%%

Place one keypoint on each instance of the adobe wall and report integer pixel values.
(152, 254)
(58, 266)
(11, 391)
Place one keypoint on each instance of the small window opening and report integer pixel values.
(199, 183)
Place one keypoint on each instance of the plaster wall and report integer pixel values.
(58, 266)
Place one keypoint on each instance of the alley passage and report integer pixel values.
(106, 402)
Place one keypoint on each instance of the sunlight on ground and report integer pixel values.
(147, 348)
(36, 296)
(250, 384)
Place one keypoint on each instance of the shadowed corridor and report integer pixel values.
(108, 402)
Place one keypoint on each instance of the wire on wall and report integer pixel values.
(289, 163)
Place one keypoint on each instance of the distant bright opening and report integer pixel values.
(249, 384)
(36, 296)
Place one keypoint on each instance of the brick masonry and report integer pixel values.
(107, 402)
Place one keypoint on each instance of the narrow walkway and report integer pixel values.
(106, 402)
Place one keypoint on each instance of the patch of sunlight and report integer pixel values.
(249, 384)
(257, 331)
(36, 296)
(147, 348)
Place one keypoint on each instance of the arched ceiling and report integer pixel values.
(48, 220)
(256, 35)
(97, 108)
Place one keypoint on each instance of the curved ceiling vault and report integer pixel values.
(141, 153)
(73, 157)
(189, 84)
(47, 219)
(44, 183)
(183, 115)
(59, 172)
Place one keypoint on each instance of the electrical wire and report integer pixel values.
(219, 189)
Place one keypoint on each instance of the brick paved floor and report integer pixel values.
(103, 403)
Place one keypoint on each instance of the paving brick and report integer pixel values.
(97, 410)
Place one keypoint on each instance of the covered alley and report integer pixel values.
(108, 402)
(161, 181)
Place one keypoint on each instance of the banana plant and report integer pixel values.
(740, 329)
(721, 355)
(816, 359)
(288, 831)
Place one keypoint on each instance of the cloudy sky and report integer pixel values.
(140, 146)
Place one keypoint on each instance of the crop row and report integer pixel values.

%%

> [INSTRUCTIONS TO FOLLOW] Rewrite every line of the entries above as a two-column Markdown table, with the row number under Row and the line under Line. Leave out blank lines.

> [ANSWER TO THIS PROBLEM]
| Row | Line |
|---|---|
| 1 | Place one keypoint on each instance of the adobe wall and report integer pixel values. |
| 2 | (152, 254) |
| 3 | (58, 266) |
| 4 | (11, 391) |
| 5 | Place one keypoint on each instance of the small window opening and report integer pixel values. |
| 6 | (199, 183) |
| 7 | Place one keypoint on each instance of the plaster wall and report integer pixel values. |
| 8 | (58, 266) |
| 9 | Place one keypoint on each instance of the alley passage and report integer pixel values. |
| 10 | (106, 402) |
| 11 | Place one keypoint on each instance of the sunlight on ground and report integer pixel values. |
| 12 | (147, 348) |
| 13 | (36, 296) |
| 14 | (250, 384) |
| 15 | Place one keypoint on each instance of the shadowed corridor and report integer pixel values. |
| 16 | (108, 402) |
| 17 | Place one keypoint on each instance of the wire on wall and report integer pixel values. |
| 18 | (289, 163) |
| 19 | Place one keypoint on each instance of the distant bright opening and report integer pixel values. |
| 20 | (249, 384) |
| 21 | (36, 296) |
| 22 | Place one keypoint on each instance of the brick masonry and report integer pixel values. |
| 23 | (107, 402) |
| 24 | Place one keypoint on each instance of the narrow walkway and report integer pixel values. |
| 25 | (106, 402) |
| 26 | Place one keypoint on each instance of the patch of sunlight and report integer pixel values. |
| 27 | (249, 384) |
| 28 | (257, 331) |
| 29 | (36, 296) |
| 30 | (147, 348) |
| 31 | Place one keypoint on each instance of the arched ceiling and report integer pixel values. |
| 32 | (48, 220) |
| 33 | (256, 35) |
| 34 | (97, 108) |
| 35 | Place one keypoint on each instance of the curved ceiling vault and report integer pixel values. |
| 36 | (141, 153) |
| 37 | (73, 157) |
| 38 | (189, 84) |
| 39 | (47, 219) |
| 40 | (44, 183) |
| 41 | (183, 115) |
| 42 | (59, 172) |
| 43 | Place one keypoint on each instance of the electrical wire and report integer pixel values. |
| 44 | (219, 189) |
| 45 | Place one keypoint on each instance of the brick paved floor and report integer pixel values. |
| 46 | (103, 403) |
| 47 | Place one keypoint on each instance of the paving brick and report integer pixel values. |
| 48 | (97, 410) |
| 49 | Place one keypoint on each instance of the covered alley and report integer pixel values. |
| 50 | (108, 402) |
| 51 | (161, 181) |
| 52 | Place one keypoint on each instance of the banana plant and report integer pixel values. |
| 53 | (740, 329) |
| 54 | (721, 355) |
| 55 | (816, 359) |
| 56 | (288, 831) |
| 57 | Place one keypoint on each instance of the cloudy sky and report integer pixel values. |
| 58 | (140, 146) |
| 59 | Place one keypoint on each instance of the crop row and report integer pixel values. |